══ Text section ══

This speech is the main proof that The Merchant of Venice is not a wholly anti-Semitic play. Had Shakespeare wanted to keep Shylock a simple one-dimensional character, a crude stereotype, he never would have included this speech. Unfortunately, immediately following this speech, Shylock makes a speech to Tubal that can change the audience's perspective of Shylock. He tell Tubal that he wishes his daughter were dead and that he had his money back. This can be interpreted by the audience in two ways. Out of the context of the earlier speech, Shylock would appear to be acting as a stereotypical Jew, but within the context of the speech, the audience can interpret Shylock's comment as an attempt by him to express how hurt he is that Jessica left him. 

Act 4, scene 1 includes another example of an inconsistency in the trend of anti-Semitism in the play. It is composed of the trial determining whether or not Antonio must hold to his contract and allow Shylock to subtract a pound of flesh from his body. Everyone in the scene is absolutely opposed to Shylock, who is clearly playing his role as the stereotypical Jew, bent on killing the Christian. Portia enters and preaches mercy to Shylock, attempting to reach some sort of "Christian" goodness inside of him. She says, "the quality of mercy is not strained." (4, 1, 190) When Shylock refuses to acknowledge this, Portia catches him on a technicality in his bond. She uses every extent of the law in order to strip Shylock of his entire estate. She practices none of the mercy she preached minutes before. Antonio, the supposed "good Christian" proposes that Shylock be robbed of his religion as well, and be christened. The outright hypocrisy of the Christian characters should disgust the audience. This proves that the subject of the play is anti-Semitism, but that it is actually a criticism of anti-Semitism, rather than an example of it.

═══

[What to do]
Decide whether each statement agrees with the text on The Merchant of Venice: (a) Portia catches Shylock on a technicality in his bond; (b) Portia shows Shylock the mercy she preached; (c) the audience can read Shylock's speech to Tubal in only one way. Answer yes or no for each and quote the words of the text that decide it.

══ Provided data ══

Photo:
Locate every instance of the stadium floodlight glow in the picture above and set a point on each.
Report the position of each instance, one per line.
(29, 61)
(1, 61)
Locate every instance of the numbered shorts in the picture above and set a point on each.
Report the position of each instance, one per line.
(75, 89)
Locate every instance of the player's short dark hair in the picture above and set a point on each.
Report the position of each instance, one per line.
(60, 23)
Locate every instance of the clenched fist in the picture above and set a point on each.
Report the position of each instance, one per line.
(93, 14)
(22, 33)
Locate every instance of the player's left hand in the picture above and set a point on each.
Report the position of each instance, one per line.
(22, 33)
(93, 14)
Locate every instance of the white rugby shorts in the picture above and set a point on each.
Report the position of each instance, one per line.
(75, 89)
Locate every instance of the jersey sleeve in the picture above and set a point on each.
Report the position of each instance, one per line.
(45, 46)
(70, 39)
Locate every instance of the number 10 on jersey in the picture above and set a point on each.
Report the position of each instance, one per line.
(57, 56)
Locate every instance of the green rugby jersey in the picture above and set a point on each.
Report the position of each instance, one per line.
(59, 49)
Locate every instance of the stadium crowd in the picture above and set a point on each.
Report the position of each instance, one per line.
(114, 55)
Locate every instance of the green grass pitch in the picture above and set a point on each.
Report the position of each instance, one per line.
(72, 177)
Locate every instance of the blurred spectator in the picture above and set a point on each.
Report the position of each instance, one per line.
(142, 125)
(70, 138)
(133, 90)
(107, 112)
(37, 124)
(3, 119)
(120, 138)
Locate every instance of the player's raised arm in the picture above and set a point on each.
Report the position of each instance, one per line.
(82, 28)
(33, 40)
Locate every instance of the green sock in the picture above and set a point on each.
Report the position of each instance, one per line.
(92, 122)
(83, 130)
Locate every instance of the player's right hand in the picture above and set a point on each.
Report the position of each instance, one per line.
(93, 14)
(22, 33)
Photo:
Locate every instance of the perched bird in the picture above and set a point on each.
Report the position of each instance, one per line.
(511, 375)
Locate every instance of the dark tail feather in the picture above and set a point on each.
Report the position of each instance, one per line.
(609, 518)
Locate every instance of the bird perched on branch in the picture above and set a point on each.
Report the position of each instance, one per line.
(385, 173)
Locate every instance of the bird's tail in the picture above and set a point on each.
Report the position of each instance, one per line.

═══

[Complete output]
(a) Yes: "Portia catches him on a technicality in his bond."
(b) No: "She practices none of the mercy she preached minutes before."
(c) No: "This can be interpreted by the audience in two ways."